Passage fourni:
>>>>

Saba Skhvitaridze aurait été interpellé sans mandat d’arrêt, n’aurait pas reçu d’explication pour son arrestation et le lieu où il se trouvait aurait été tu pendant plus de cinq heures. Les policiers ont confisqué les téléphones de Saba Skhvitaridze et de son père, les empêchant ainsi d’enregistrer des informations sur l’arrestation et d’accéder à une représentation juridique. Le fait qu’on les ait empêchés d’enregistrer l’arrestation et d’accéder à un avocat met en doute la légalité de l’arrestation de Saba Skhvitaridze et témoigne de tentatives délibérées de l’isoler et de l’intimider.
Pendant sa garde à vue, Saba Skhvitaridze a été battu et menacé parce qu’il aurait agressé un policier. On a fait pression sur lui pour qu’il signe des « aveux » et on lui a refusé l’accès à des soins médicaux malgré ses blessures et des douleurs intenses. Un rapport médico-légal a confirmé que ses blessures correspondaient bien à des actes de torture, mais sa reconnaissance officielle par les autorités en tant que victime de torture a été retardée et aucun progrès n’avais été enregistré après plus de six mois dans l’enquête sur ses allégations de torture et d’autres mauvais traitements.
Saba Skhvitaridze est détenu dans une prison de haute sécurité normalement réservée aux personnes condamnées et à celles qui purgent des peines d’emprisonnement à perpétuité. Il est détenu à l’isolement, sans véritables contacts humains, dans des conditions qui peuvent également s’apparenter à la torture ou à d’autres mauvais traitements, ce qui souligne davantage encore la nature punitive de sa détention.
Son procès a également été entaché de graves violations des garanties d’un procès équitable : alors qu’il portait des blessures visibles et malgré son récit détaillé des actes de torture et des autres mauvais traitements qu’il avait subis, lors de sa première comparution devant le tribunal, le juge n’a pas tenu compte de ces allégations et a ordonné sa détention provisoire à l’issue d’une audience sommaire, sans évaluer dûment les risques ni délibérer sur la proportionnalité, la nécessité ou les mesures de remplacement. Le tribunal a également interdit la présence de journalistes et de membres du public avant de rendre sa décision.
Le tribunal n’a pas non plus tenu compte des fortes incohérences dans l’argumentaire de l’accusation, notamment en ce qui concerne les déclarations des témoins, les protocoles de police et les rapports médicaux. La défense de Saba Skhvitaridze a également déploré le fait qu’elle n’avait pas pu procéder à un réel contre-interrogatoire des témoins des forces de l’ordre, qui ont à plusieurs reprises éludé les questions dans le but de compromettre la capacité de la défense à contester les preuves.

<<<<

Travail à réaliser:
- 1) Recopiez le passage fourni depuis « Pendant sa garde » jusqu’à « d’autres mauvais traitements. » inclus.
- 2) Pour chacune des affirmations suivantes, indiquez par oui ou par non si elle concorde avec le passage fourni, en citant littéralement les mots décisifs de celui-ci : (a) Les policiers ont confisqué le téléphone du père de Saba Skhvitaridze ; (b) Saba Skhvitaridze est détenu dans une prison réservée aux personnes en détention provisoire ; (c) Le tribunal a autorisé la présence de journalistes avant de rendre sa décision.

Enregistrements extraits:
>>>>

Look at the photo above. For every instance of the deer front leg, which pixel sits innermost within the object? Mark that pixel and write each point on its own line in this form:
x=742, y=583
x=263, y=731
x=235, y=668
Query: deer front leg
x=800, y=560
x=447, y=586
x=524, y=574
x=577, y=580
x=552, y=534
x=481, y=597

<<<<

Réponses successives:
- 1)
Pendant sa garde à vue, Saba Skhvitaridze a été battu et menacé parce qu’il aurait agressé un policier. On a fait pression sur lui pour qu’il signe des « aveux » et on lui a refusé l’accès à des soins médicaux malgré ses blessures et des douleurs intenses. Un rapport médico-légal a confirmé que ses blessures correspondaient bien à des actes de torture, mais sa reconnaissance officielle par les autorités en tant que victime de torture a été retardée et aucun progrès n’avais été enregistré après plus de six mois dans l’enquête sur ses allégations de torture et d’autres mauvais traitements.

- 2)
(a) Oui : « Les policiers ont confisqué les téléphones de Saba Skhvitaridze et de son père ».
(b) Non : « normalement réservée aux personnes condamnées et à celles qui purgent des peines d’emprisonnement à perpétuité ».
(c) Non : « Le tribunal a également interdit la présence de journalistes et de membres du public avant de rendre sa décision. »